■ **Supplied passage**:
= Beginning of Section =

Currently nano silver is being used in microcidal applications from washing machines to wound healing. For the longest time silver beaten into thin sheets has been used on our sweet meats and on pan (betel leaf with various admixture inside). I picked-up a few sheets of these silver foils to verify their nanostructure and the results from transmission electron microscope analysis verify the purity of silver (very few precipitates high in carbon) and the existence of a nano microstructure with severe deformation. Current research points to the anti-viral, anti-inflammatory, re-epitheliazation, and anti-hemorrhagic properties of silver in its nano form. It is really interesting that the way silver gets its nano structure in this case is by taking normal metallic silver and pounding it (traditionally between animal intestine layers) to its nano form! This age-old knowledge from India is luckily not a lost art, and is being rediscovered by the scientists of the new millennium.

= End of Section =

■ **What to work on**: Summarize the passage on silver foil in two sentences.

(Referring expression pointing data)
= Beginning of Section =

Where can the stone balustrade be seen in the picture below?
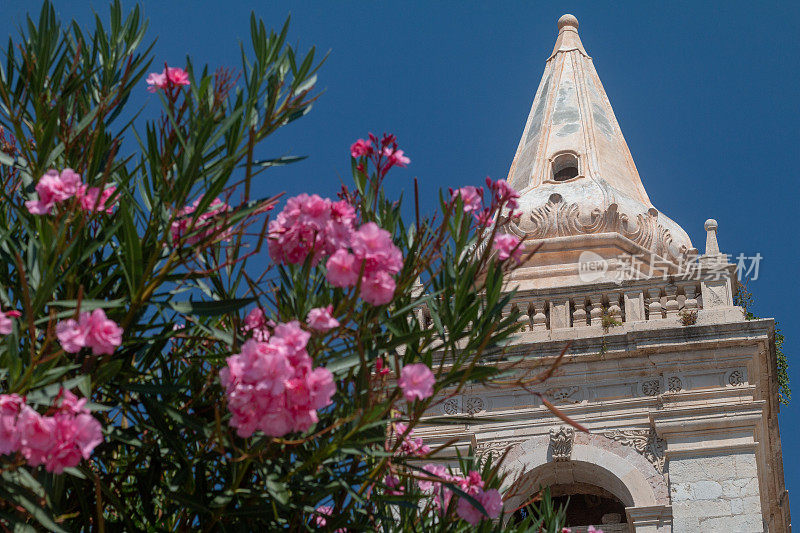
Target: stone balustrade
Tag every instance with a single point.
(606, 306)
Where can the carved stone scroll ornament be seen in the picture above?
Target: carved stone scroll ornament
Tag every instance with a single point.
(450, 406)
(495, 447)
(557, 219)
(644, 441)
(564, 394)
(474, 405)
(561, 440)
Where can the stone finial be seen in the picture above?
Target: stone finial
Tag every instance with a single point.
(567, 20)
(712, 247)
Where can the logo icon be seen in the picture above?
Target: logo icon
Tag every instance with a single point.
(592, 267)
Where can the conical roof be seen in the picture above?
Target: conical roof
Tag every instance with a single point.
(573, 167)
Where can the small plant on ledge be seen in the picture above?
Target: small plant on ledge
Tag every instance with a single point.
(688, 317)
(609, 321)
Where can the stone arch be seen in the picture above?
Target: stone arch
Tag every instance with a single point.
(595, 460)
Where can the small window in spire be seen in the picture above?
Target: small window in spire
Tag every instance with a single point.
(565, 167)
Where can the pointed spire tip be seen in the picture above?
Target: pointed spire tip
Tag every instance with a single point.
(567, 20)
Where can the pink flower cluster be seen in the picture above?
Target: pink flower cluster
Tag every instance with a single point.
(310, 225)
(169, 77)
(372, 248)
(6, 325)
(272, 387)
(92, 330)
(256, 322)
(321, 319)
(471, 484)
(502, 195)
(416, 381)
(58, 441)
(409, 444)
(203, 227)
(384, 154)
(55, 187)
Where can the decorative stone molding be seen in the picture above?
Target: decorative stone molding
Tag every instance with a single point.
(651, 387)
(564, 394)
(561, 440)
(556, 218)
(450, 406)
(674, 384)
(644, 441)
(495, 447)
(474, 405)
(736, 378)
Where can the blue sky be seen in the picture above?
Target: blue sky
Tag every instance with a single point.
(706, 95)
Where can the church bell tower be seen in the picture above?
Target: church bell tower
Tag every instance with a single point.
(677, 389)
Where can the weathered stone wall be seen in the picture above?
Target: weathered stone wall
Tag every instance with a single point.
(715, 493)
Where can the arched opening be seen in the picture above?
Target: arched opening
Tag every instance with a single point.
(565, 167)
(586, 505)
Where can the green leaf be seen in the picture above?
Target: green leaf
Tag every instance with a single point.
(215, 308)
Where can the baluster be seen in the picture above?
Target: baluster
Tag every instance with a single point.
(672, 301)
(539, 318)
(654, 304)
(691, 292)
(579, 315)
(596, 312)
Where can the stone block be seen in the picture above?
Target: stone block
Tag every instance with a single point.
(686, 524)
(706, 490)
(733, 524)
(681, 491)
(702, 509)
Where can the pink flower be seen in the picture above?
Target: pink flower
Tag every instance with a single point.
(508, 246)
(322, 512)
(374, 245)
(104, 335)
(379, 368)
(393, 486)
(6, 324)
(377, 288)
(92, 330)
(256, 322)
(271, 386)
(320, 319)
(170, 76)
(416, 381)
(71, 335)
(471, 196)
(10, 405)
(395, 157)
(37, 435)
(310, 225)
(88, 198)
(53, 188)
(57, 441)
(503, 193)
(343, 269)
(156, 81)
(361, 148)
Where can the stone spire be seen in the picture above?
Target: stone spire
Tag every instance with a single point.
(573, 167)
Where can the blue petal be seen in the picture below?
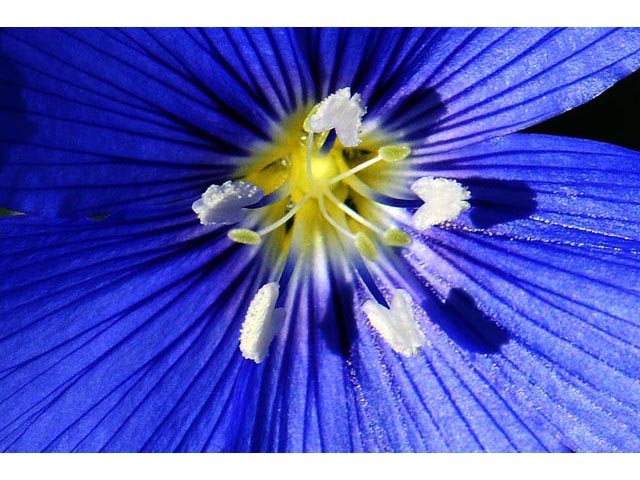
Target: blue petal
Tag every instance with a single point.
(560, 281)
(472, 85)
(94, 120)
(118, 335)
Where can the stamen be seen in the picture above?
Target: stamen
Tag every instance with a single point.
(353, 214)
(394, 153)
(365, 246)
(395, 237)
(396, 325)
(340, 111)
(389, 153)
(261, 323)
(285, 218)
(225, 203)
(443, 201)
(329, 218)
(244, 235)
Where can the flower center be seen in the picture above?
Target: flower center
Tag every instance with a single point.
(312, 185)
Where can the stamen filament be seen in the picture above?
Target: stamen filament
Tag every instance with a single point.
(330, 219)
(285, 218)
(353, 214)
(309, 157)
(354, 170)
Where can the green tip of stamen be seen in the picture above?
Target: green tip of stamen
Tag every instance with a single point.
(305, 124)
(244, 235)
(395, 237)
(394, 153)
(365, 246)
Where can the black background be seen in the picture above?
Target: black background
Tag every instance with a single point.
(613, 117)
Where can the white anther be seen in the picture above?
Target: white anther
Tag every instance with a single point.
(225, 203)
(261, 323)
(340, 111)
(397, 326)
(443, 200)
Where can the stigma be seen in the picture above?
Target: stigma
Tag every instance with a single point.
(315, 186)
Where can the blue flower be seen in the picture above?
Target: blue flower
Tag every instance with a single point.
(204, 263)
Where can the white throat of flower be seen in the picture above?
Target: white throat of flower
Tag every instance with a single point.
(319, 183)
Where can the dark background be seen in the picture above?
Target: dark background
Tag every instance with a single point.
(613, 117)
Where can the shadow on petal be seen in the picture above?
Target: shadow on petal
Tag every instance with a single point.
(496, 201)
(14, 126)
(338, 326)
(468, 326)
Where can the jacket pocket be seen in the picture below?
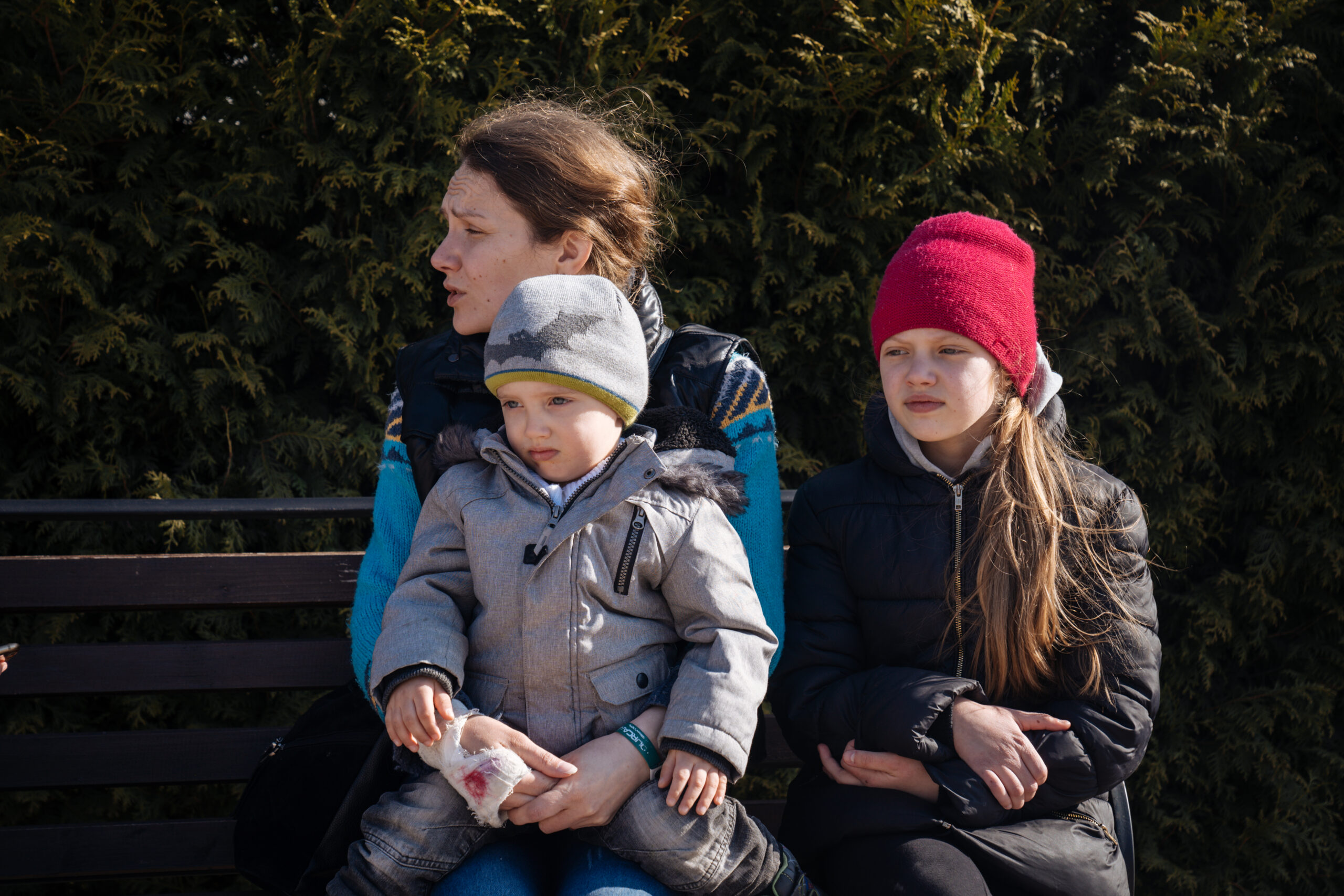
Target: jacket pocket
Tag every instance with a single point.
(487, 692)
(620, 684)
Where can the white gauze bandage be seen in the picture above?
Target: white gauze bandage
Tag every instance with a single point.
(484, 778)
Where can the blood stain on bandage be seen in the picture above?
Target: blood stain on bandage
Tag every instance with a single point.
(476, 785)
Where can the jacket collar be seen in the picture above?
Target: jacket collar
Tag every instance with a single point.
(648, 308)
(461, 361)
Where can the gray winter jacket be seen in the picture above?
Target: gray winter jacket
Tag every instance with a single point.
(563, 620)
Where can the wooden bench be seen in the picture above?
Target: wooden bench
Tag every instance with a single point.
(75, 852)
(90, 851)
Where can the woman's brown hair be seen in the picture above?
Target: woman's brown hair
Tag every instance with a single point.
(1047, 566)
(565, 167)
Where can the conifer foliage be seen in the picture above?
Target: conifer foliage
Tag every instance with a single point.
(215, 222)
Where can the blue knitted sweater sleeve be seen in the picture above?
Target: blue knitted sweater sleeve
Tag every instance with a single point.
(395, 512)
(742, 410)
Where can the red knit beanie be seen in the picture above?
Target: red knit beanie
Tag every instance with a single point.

= End of Section =

■ **Exercise output**: Thin sheets of beaten silver, long used on sweet meats and pan, were examined with a transmission electron microscope, which confirmed that the silver is pure and has a severely deformed nano microstructure. Current research points to anti-viral, anti-inflammatory, and anti-hemorrhagic properties of nano silver, among others, and scientists are rediscovering this traditional Indian practice of pounding silver into nano form.